Page text START
‘No Sign of a Recession’: 3 Signs Suggest the US Economy is so Strong it May Not Even Cool to a Soft Landing

Article originally posted on HERE on July 20, 2023

Shoppers at the Disney Store in Glendale, California, on November 23, 2007.

  • The US economy is trucking along just fine as consumers keep spending their hard earned money.
  • Carson Group’s Sonu Varghese says the US economy’s impressive resilience means there’s no recession in sight.
  • These are the three signs that suggest the economy’s strength means it doesn’t have to worry about sticking the landing. 

The US economy has continued to show remarkable strength over the past year despite a barrage of warnings from CEOs and economists that a recession is on the horizon.

Even the most recent batch of jobless claims data shows just how resilient the jobs market, and therefore economy, continues to be, with 228,000 in claims falling from the week prior and well below economist forecasts of 242,000.

According to a Thursday note from Carson Group’s global macro strategist Sonu Varghese, the resilient economy means there is no recession in sight and a so-called “soft landing” may not even be necessary.

“Not only do we see no sign of recession, but it also doesn’t even look like the economy is looking for a ‘landing’ at this point,” Varghese said.

Looking at the last three months of economic data, Varghese highlighted three data points that suggest the economy is likely to remain stronger than many expect and ultimately avoid a recession.

1. “Consumption was strong.”

Retail sales rose at an annualized pace of 4.7% in the second-quarter, and retail sales excluding vehicle and gas station sales rose at a 6.3% annual pace.

“Even after adjusting for inflation, ‘real’ retail sales rose at a 1.9% annual pace in the second-quarter, and are currently running 6% above the pre-crisis trend!” Varghese said.

Retail sales

2. “The supply side is coming back.”

Vehicle production jumped 7.6% in the second-quarter, while production in the aerospace industry was up 4.7%, according to Varghese. Meanwhile, production in high-tech industries rose 3.9% last quarter and is nearly 17% above pre-pandemic levels.
Page text END
Exercise description
Continue the article on signs of US economic strength from the point where it stops.
Source information START
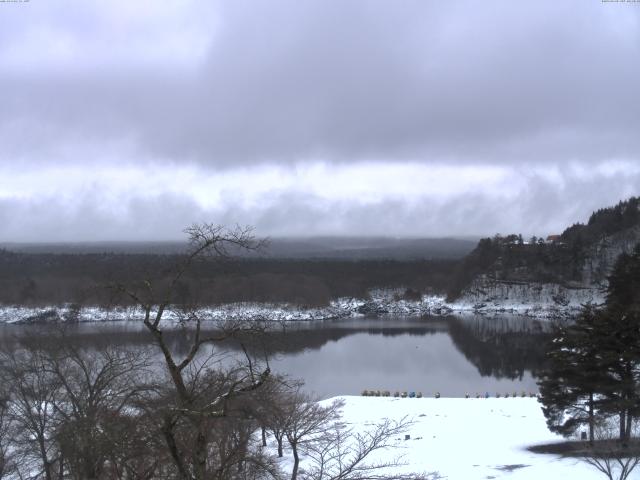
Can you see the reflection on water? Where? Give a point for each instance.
(453, 355)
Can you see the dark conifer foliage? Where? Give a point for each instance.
(594, 364)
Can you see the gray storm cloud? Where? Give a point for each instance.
(507, 87)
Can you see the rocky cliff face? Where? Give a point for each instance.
(486, 293)
(603, 254)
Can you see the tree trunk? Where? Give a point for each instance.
(296, 462)
(200, 455)
(167, 431)
(279, 446)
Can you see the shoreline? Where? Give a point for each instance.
(380, 303)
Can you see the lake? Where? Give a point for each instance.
(450, 355)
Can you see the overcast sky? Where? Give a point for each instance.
(129, 120)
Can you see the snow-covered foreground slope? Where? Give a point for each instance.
(467, 439)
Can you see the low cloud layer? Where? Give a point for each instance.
(129, 120)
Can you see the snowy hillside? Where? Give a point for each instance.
(467, 439)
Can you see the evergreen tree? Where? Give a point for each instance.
(570, 385)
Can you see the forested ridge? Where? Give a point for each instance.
(28, 278)
(560, 259)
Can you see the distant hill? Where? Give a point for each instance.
(343, 248)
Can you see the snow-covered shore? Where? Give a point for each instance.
(380, 302)
(467, 439)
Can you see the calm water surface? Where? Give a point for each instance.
(453, 355)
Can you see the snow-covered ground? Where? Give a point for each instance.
(467, 439)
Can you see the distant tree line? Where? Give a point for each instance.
(46, 279)
(71, 412)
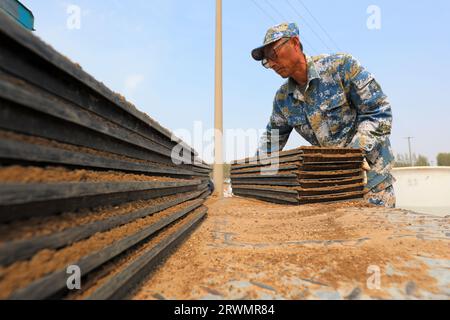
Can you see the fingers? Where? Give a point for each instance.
(365, 177)
(366, 166)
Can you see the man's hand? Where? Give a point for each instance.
(366, 169)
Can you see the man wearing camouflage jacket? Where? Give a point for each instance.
(330, 100)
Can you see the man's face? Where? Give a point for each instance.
(283, 56)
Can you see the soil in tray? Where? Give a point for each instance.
(23, 273)
(42, 226)
(21, 174)
(98, 278)
(73, 148)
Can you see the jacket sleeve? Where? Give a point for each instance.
(374, 114)
(277, 132)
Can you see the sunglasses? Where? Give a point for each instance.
(271, 55)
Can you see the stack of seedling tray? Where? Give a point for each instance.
(87, 182)
(300, 176)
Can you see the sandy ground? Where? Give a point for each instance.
(248, 249)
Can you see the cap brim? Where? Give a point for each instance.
(258, 53)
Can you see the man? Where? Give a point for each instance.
(330, 100)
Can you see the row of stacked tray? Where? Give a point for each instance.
(87, 182)
(299, 176)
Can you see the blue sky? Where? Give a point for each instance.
(160, 55)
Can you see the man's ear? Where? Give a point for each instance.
(298, 44)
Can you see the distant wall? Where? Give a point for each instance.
(423, 188)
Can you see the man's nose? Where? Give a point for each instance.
(270, 63)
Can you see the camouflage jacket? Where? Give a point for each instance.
(342, 106)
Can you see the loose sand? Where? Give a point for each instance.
(251, 250)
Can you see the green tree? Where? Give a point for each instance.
(443, 159)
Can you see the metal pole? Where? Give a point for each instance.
Source information END
Written response
“Production of business equipment outside of vehicles and high-tech also looks to have bottomed, which is a positive sign for Capex,” Varghese said.


3. “Construction is booming.”

Single-family housing permits jumped 11% in the second-quarter, while an index that measures homebuilder sentiment continues to move higher, Varghesi observed. That suggests home builders are getting more positive about future demand, even as mortgage rates top 7%.

“Meanwhile, total housing units under construction are near an all-time record. Combine that with a boom in manufacturing construction, and it’s not a surprise why construction payrolls have increased by 88,000 this year and are about 339,000 above pre-pandemic levels,” Varghese said.

home construction

Meanwhile, the Atlanta Fed’s GDP forecast suggests quarterly real GDP growth of 2.4% in the second-quarter. Taken altogether, the data suggests to Varghese that the US economic growth reaccelerated over the past year.

“What is amazing is that the economy accelerated after a poor first half of 2022 even as the Federal Reserve hikes rates aggressively, taking the federal funds rate from 0.25% to 5.25%,” Varghese said, adding that the unemployment rate remains steady at 3.6% and headline inflation fell from 9% to 3%.

“It really doesn’t get better than that. Perhaps more importantly, there is no reason to believe a major slowdown is in the cards at this point,” Varghese concluded.